## begin Records provided
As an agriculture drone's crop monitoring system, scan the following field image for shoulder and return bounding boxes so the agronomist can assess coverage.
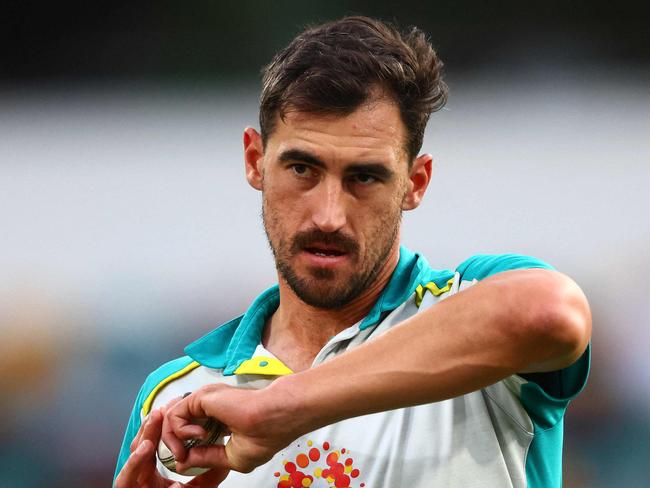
[136,356,200,416]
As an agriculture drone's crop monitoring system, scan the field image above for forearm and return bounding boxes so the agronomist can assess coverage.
[260,270,590,432]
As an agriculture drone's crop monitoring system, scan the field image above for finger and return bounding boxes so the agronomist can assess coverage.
[140,410,163,446]
[185,468,230,488]
[129,413,151,452]
[162,397,207,462]
[115,439,154,488]
[176,445,230,472]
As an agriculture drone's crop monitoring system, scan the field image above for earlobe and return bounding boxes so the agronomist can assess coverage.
[244,127,264,190]
[402,154,433,210]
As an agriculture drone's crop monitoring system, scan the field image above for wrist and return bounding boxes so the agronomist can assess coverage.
[258,374,320,441]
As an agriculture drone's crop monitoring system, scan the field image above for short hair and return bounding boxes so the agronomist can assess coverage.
[260,16,447,164]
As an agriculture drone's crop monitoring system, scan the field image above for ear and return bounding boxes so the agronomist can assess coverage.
## end Records provided
▸ **Task**
Copy out all the rows above, replacing "agronomist" with "field scout" and keeping everything else the same. Omit the picture from your copy.

▸ **Completed exercise**
As an agriculture drone's crop monitoring system, scan the following field image for shoulder and return bounding boxes so the field scout can assess coverage.
[136,356,200,416]
As an agriculture drone's crop monitoring system, scan the field image above for forearm and return bounding boxes so the field scout can assess coverage.
[260,270,590,432]
As an agriculture drone's crop monitoring system, scan the field image above for finger and return bounding boxes so the field scout can assess coverage.
[140,410,163,446]
[185,468,230,488]
[129,413,151,452]
[162,397,207,462]
[115,439,154,488]
[176,445,230,472]
As an agriculture drone's crop monitoring system, scan the field image above for earlobe and return bounding boxes so the field scout can assess coverage.
[244,127,264,190]
[402,154,433,210]
As an agriculture drone's crop monitoring system, scan the field image above for wrist and return bounding boxes so the field scout can assess coverage.
[258,374,320,441]
As an agriculture drone's crop monitoring system, scan the field image above for short hair and return bounding boxes so the field scout can assess coverage.
[260,16,447,164]
As an agriculture drone's crop monitoring system, scan the field image above for ear and return bounding boxes so the field scout can assess coverage.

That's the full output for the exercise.